SET PROBLEM - In the data below, find the line containing "One point belongs to every instance of the painted man with"; reproduce that line and all subsequent lines exactly, and nothing else.

(Records contained in a dataset)
********************

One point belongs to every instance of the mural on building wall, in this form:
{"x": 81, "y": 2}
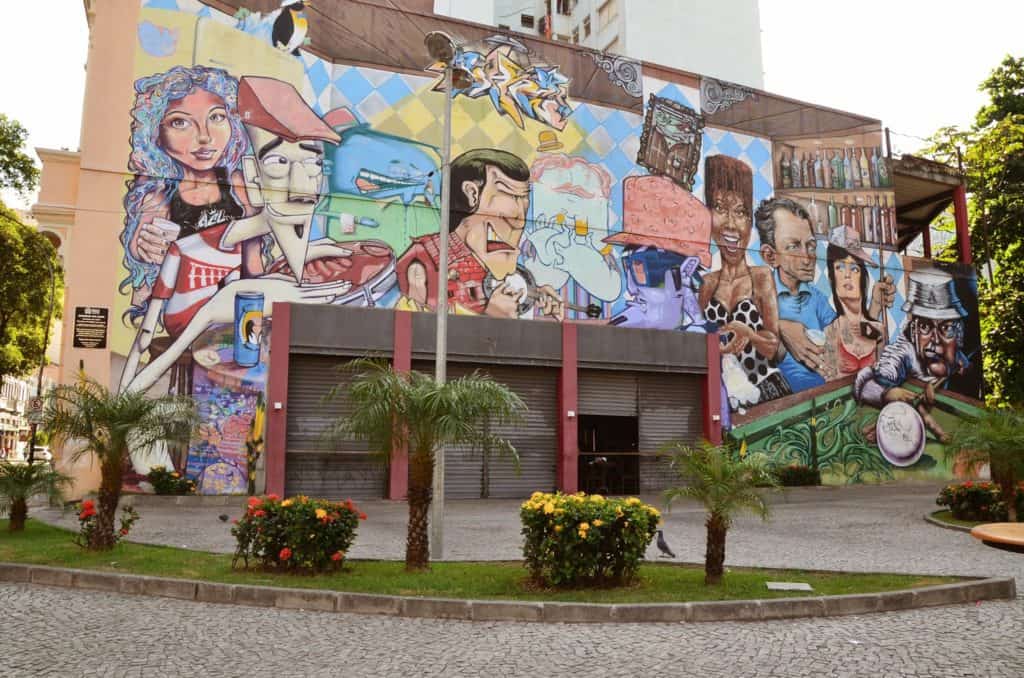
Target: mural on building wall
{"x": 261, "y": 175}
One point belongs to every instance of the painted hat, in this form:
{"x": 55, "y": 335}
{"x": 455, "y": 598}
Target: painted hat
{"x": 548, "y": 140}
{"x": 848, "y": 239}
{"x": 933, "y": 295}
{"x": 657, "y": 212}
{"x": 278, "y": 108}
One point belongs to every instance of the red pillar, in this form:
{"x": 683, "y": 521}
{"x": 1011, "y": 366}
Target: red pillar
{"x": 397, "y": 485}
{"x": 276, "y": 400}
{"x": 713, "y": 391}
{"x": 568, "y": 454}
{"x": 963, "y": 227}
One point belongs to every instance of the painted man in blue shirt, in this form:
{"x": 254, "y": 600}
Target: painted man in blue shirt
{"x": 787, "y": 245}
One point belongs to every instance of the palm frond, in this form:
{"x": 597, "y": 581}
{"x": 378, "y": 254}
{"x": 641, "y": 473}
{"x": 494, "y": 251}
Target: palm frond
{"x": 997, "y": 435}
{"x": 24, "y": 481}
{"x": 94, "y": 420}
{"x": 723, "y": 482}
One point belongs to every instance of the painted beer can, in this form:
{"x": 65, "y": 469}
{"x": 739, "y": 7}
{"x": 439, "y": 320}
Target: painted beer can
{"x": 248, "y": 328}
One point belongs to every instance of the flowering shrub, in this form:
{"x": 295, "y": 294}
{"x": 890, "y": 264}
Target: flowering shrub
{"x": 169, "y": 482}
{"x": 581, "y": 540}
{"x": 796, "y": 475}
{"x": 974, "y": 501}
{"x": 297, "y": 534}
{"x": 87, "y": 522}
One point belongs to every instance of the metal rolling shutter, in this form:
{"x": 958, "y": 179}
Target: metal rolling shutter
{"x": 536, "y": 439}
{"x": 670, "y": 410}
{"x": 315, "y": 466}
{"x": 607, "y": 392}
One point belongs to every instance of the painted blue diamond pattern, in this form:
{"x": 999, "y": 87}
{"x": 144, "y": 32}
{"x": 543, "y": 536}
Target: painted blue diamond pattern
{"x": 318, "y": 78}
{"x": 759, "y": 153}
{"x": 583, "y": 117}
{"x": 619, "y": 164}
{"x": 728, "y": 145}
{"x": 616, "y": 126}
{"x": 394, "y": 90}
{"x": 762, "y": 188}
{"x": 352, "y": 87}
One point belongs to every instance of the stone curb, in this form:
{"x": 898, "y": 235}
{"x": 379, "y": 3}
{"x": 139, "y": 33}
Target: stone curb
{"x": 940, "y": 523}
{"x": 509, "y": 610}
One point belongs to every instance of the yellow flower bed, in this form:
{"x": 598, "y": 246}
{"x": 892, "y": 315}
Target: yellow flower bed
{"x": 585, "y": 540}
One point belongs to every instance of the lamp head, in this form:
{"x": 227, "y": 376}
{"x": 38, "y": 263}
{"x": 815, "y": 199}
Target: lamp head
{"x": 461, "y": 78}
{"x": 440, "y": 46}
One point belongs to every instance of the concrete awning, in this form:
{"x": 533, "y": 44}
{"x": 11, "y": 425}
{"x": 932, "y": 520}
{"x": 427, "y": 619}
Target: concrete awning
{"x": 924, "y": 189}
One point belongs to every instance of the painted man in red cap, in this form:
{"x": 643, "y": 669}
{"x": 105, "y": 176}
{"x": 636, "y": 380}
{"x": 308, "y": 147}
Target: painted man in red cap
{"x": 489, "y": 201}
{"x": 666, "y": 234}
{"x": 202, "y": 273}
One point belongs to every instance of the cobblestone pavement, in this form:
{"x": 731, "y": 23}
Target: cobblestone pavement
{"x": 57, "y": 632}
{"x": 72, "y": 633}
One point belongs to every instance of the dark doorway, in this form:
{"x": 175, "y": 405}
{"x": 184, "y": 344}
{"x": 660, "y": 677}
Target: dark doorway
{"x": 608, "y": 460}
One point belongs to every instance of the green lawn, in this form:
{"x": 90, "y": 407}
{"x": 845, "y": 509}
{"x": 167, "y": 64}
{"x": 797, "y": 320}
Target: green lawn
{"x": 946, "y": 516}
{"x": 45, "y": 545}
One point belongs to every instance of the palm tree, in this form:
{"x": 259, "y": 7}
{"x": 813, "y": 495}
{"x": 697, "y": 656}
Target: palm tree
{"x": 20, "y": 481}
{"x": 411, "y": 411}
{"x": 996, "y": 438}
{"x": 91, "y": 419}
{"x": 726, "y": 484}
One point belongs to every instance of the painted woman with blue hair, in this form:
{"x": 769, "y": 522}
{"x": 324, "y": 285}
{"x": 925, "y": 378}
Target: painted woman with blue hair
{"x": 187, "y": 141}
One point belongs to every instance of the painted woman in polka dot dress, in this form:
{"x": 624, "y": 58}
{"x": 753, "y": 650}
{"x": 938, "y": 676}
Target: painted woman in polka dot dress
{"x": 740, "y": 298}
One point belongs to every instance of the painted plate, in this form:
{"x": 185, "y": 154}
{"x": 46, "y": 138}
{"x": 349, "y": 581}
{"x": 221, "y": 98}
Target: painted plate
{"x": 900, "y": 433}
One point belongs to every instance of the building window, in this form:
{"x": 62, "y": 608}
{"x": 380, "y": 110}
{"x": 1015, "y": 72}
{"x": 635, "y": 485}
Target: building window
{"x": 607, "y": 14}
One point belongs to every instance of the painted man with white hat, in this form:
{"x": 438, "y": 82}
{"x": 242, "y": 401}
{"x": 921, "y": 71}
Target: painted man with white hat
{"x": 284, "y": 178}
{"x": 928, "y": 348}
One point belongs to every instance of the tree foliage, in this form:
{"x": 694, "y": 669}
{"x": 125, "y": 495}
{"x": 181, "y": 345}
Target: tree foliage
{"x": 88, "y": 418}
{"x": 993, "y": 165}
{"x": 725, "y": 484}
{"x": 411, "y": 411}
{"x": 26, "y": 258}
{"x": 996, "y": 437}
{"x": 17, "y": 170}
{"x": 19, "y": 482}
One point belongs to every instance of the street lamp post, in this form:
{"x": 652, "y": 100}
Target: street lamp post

********************

FULL ANSWER -
One point belongs to every instance of the painted man with white hat, in this form:
{"x": 438, "y": 82}
{"x": 242, "y": 401}
{"x": 921, "y": 71}
Target: painted man with white hat
{"x": 284, "y": 178}
{"x": 928, "y": 348}
One point belongs to every instance of the tree foliage, in this form:
{"x": 694, "y": 669}
{"x": 125, "y": 495}
{"x": 181, "y": 345}
Target: tree foliage
{"x": 88, "y": 418}
{"x": 993, "y": 165}
{"x": 725, "y": 484}
{"x": 411, "y": 411}
{"x": 26, "y": 258}
{"x": 996, "y": 437}
{"x": 17, "y": 170}
{"x": 19, "y": 482}
One point belongs to every instance of the street lamp post, in this form:
{"x": 652, "y": 100}
Target: street lamp post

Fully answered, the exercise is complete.